**Job 1:**
In the forum thread, which country does LunaLoo say she is from?
**Job 2:**
Repeat word for word the part of the forum thread that opens with the words containing "## LunaLoo (Nov" and closes with "with ppl : )".

# Hey friends ,im Luna : )



## LunaLoo (Nov 25, 2014)

Hello dear friends.Im new here and im so excited to be here : ))

Im from Serbia,thats one beautiful but still primitive country so its hard to be BBW here but im doing my best and hope to change that one day : )

Anyway,im sry if my english is bad...i learn it by myself and i hope its good enough to talk with ppl : )

Im rly happy to be here and im hoping to get some new friends :wubu:
I just wanted to introduce myself first and now i ll go around a forum to see what you wrote 

:kiss2: :kiss2:


----------



## ssbbw_lovers (Nov 30, 2014)

Hi, welcome on this site.
I'm from Italy, and isn't easy to be fat or admirers of big sizes here too.

**Record list:**
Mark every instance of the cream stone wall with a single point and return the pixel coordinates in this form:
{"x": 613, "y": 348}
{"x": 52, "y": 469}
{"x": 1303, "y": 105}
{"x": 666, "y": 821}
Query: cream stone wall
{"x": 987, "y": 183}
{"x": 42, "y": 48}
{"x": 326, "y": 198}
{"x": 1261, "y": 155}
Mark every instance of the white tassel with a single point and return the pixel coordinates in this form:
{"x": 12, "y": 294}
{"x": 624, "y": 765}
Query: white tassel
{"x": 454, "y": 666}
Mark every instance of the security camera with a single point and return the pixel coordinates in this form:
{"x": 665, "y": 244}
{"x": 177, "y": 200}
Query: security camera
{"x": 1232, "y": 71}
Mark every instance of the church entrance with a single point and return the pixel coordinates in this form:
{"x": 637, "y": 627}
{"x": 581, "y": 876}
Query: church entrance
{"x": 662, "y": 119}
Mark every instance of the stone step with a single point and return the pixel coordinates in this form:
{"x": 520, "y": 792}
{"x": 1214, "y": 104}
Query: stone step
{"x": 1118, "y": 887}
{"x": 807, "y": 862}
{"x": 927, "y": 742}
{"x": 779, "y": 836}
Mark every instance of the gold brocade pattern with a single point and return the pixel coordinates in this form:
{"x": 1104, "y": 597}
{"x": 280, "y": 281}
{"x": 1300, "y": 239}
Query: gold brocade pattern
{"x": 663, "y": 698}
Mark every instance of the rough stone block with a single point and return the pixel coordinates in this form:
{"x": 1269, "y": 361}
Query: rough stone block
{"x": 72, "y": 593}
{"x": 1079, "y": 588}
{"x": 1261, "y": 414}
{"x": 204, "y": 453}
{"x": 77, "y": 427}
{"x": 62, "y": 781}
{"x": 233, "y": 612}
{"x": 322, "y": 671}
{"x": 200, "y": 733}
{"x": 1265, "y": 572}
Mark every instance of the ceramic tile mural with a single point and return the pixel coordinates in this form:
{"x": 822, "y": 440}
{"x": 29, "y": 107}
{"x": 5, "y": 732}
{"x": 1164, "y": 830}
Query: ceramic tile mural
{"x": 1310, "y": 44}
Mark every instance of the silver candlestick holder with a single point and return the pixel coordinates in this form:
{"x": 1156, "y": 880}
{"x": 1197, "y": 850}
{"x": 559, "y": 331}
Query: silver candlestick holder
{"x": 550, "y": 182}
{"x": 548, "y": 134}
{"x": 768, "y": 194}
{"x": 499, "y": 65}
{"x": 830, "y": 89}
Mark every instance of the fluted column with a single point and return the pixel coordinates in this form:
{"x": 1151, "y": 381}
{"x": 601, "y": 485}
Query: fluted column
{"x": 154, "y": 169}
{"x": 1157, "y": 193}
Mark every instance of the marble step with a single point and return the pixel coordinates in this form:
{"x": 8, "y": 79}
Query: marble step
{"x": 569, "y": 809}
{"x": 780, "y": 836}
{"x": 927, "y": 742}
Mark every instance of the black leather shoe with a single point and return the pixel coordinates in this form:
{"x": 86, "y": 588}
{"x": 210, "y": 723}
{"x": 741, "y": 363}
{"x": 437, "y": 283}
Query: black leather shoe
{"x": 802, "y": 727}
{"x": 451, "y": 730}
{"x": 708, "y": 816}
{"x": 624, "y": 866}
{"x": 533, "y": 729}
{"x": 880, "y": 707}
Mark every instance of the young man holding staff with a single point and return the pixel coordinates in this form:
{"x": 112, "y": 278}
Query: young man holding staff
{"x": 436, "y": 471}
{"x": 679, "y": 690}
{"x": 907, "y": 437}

**Complete response 1:**
Serbia

**Complete response 2:**
## LunaLoo (Nov 25, 2014)

Hello dear friends.Im new here and im so excited to be here : ))

Im from Serbia,thats one beautiful but still primitive country so its hard to be BBW here but im doing my best and hope to change that one day : )

Anyway,im sry if my english is bad...i learn it by myself and i hope its good enough to talk with ppl : )